> [DOCUMENT SEGMENT]:
- - - - - - -

Preparation of Final Accounts with adjustments

Final Accounts are the financial statements prepared at the end of an accounting period to determine the business’s financial performance and position. They include the Trading Account, Profit and Loss Account, and Balance Sheet. These accounts summarize all transactions, showing gross profit, net profit, and financial stability. Adjustments such as outstanding expenses, prepaid expenses, depreciation, accrued income, and closing stock are made to ensure that revenues and expenses relate to the correct accounting period and reflect the true financial results.

1. Trading Account

The Trading Account is prepared to calculate the gross profit or gross loss from trading activities. It records all direct expenses and revenues related to goods purchased and sold. Direct expenses include carriage inward, wages, freight, and power. The difference between sales and the cost of goods sold gives gross profit or loss.

Format/Example:

Particulars Debit (₹) Credit (₹)
Opening Stock 10,000
Purchases 40,000
Wages 5,000
To Gross Profit c/d 15,000
Sales
Closing Stock
Total 70,000 70,000

2. Profit and Loss Account

The Profit and Loss Account is prepared to determine the net profit or net loss of the business. It includes all indirect incomes and expenses such as salaries, rent, depreciation, interest, and commission. Net profit is transferred to the capital account in the balance sheet.

Format/Example:

Particulars Debit (₹) Credit (₹)
Rent 5,000
Salaries 8,000
Depreciation 2,000
Net Profit 5,000
Gross Profit b/d
Commission Received
Total 20,000 20,000

3. Balance Sheet

Balance Sheet shows the financial position of a business on a specific date. It lists assets, liabilities, and capital. Assets represent what the business owns, while liabilities and capital represent sources of funds. The total of both sides must always be equal.

- - - - - - -

(Excerpts of bounding box data)

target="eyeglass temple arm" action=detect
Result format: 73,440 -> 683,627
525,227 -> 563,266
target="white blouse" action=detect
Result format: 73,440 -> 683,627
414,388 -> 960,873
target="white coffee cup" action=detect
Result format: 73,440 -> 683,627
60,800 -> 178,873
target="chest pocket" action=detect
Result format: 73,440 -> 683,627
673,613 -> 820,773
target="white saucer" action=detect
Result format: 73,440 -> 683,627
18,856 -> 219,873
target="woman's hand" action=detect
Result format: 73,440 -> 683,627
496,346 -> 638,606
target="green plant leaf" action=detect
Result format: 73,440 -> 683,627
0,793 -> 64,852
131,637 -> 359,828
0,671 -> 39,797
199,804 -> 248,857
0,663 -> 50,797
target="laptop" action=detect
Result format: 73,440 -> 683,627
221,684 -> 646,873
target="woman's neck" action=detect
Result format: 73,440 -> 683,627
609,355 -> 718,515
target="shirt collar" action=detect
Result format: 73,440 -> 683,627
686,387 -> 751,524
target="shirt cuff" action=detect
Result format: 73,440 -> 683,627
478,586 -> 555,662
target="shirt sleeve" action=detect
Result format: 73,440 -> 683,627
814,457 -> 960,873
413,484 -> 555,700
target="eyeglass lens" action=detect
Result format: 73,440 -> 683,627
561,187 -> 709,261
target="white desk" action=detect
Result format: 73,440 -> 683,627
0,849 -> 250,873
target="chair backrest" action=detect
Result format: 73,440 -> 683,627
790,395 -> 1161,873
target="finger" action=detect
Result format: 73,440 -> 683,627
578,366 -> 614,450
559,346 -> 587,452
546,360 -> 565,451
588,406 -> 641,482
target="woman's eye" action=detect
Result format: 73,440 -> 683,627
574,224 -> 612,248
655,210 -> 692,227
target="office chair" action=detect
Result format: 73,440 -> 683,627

- - - - - - -

> [PROBLEMS TO WORK ON]:
[A] In the final accounts text, where is net profit transferred?
[B] Write the next part of the final accounts text, picking up after its last sentence.
These lines were drawn from a separate source, unrelated to the final accounts text.

> [ANSWERS TO THE PROBLEMS]:
[A] To the capital account in the balance sheet.

[B]
Format / Example:

Liabilities Amount (₹) Assets Amount (₹)
Capital 50,000 Cash in Hand 5,000
Creditors 15,000 Debtors 10,000
Outstanding Rent 2,000 Machinery 40,000
Closing Stock 12,000
Total 67,000 Total 67,000

4. Common Adjustments (Example entries)

(a) Outstanding Expenses

Expenses incurred but not yet paid must be added to the respective expense and shown as a liability.

Adjustment Entry Debit (₹) Credit (₹)
Rent A/c Dr. 2,000
 To Outstanding Rent A/c 2,000
(Being rent outstanding at year-end)

(b) Prepaid Expenses

Expenses paid in advance are deducted from the related expense and shown as an asset.

Adjustment Entry Debit (₹) Credit (₹)
Prepaid Insurance A/c Dr. 1,000
 To Insurance A/c 1,000
(Being insurance prepaid for next year)

(c) Accrued Income

Income earned but not received must be added to total income and shown as an asset.

Adjustment Entry Debit (₹) Credit (₹)
Accrued Commission A/c Dr. 1,500
 To Commission A/c 1,500
(Being commission due but not yet received)

(d) Depreciation

Depreciation is the reduction in the value of fixed assets due to wear and tear. It is treated as an expense.

Adjustment Entry Debit (₹) Credit (₹)
Depreciation A/c Dr. 2,000
 To Machinery A/c 2,000
(Being depreciation charged on machinery)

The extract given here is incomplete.